> _Work instruction_
Reproduce all of the data word for word.

====== Provided records

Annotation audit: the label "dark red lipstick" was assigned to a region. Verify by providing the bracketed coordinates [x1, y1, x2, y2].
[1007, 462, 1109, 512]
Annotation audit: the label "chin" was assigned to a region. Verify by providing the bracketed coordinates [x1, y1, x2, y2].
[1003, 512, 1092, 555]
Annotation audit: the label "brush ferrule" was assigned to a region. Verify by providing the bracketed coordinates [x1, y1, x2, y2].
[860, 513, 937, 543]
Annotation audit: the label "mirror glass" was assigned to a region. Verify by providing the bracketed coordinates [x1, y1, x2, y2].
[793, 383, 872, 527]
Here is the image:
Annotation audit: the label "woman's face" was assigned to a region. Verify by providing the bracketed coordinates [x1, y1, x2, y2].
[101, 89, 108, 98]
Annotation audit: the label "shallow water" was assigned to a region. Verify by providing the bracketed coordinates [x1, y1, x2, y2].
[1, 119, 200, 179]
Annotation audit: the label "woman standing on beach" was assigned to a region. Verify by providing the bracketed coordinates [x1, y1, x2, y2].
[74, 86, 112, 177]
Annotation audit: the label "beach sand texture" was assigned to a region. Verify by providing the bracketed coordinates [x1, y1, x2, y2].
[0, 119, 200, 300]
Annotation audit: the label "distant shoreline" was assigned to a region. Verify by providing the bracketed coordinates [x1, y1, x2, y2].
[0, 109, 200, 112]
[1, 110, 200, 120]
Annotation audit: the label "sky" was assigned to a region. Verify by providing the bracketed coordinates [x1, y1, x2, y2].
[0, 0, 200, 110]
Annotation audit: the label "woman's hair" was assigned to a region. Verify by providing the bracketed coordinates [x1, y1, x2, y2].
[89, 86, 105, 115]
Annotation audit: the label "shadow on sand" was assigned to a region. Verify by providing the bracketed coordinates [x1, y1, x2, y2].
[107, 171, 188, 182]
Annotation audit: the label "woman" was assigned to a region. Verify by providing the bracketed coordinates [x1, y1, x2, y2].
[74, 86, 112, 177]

============

> _Response area_
Annotation audit: the label "dark red lipstick" was assigned to a region. Verify by providing the bracketed coordinates [x1, y1, x2, y2].
[1007, 462, 1109, 512]
Annotation audit: the label "chin" was assigned to a region. Verify by providing the bracketed coordinates [x1, y1, x2, y2].
[1003, 512, 1092, 555]
Annotation audit: the label "brush ferrule" was assigned to a region. Verify by providing the bracketed coordinates [x1, y1, x2, y2].
[860, 513, 937, 543]
Annotation audit: the label "mirror glass" was assigned to a region. Verify by providing the bracketed coordinates [x1, y1, x2, y2].
[793, 383, 872, 527]
Here is the image:
Annotation audit: the label "woman's face" was assigned to a region. Verify by providing the bracketed coordinates [x1, y1, x2, y2].
[101, 89, 108, 98]
Annotation audit: the label "shallow water" was assigned to a region. Verify by providing the bracketed coordinates [x1, y1, x2, y2].
[1, 119, 200, 179]
Annotation audit: the label "woman standing on beach" was assigned to a region. Verify by providing the bracketed coordinates [x1, y1, x2, y2].
[74, 86, 112, 177]
Annotation audit: the label "beach sand texture" was assigned to a region. Verify by providing the bracketed coordinates [x1, y1, x2, y2].
[0, 119, 200, 300]
Annotation audit: the label "distant shoreline" was assigned to a region. Verify by providing the bracketed coordinates [x1, y1, x2, y2].
[0, 109, 200, 112]
[1, 110, 200, 120]
Annotation audit: the label "sky" was assigned to a region. Verify by providing the bracketed coordinates [x1, y1, x2, y2].
[0, 0, 200, 110]
Annotation audit: the label "woman's hair" was assigned to a region. Verify by providing the bracketed coordinates [x1, y1, x2, y2].
[89, 86, 105, 115]
Annotation audit: the label "shadow on sand" was assigned to a region. Verify by providing the bracketed coordinates [x1, y1, x2, y2].
[107, 171, 188, 182]
Annotation audit: the label "woman" was assigned to a region. Verify by providing the bracketed coordinates [x1, y1, x2, y2].
[74, 86, 112, 177]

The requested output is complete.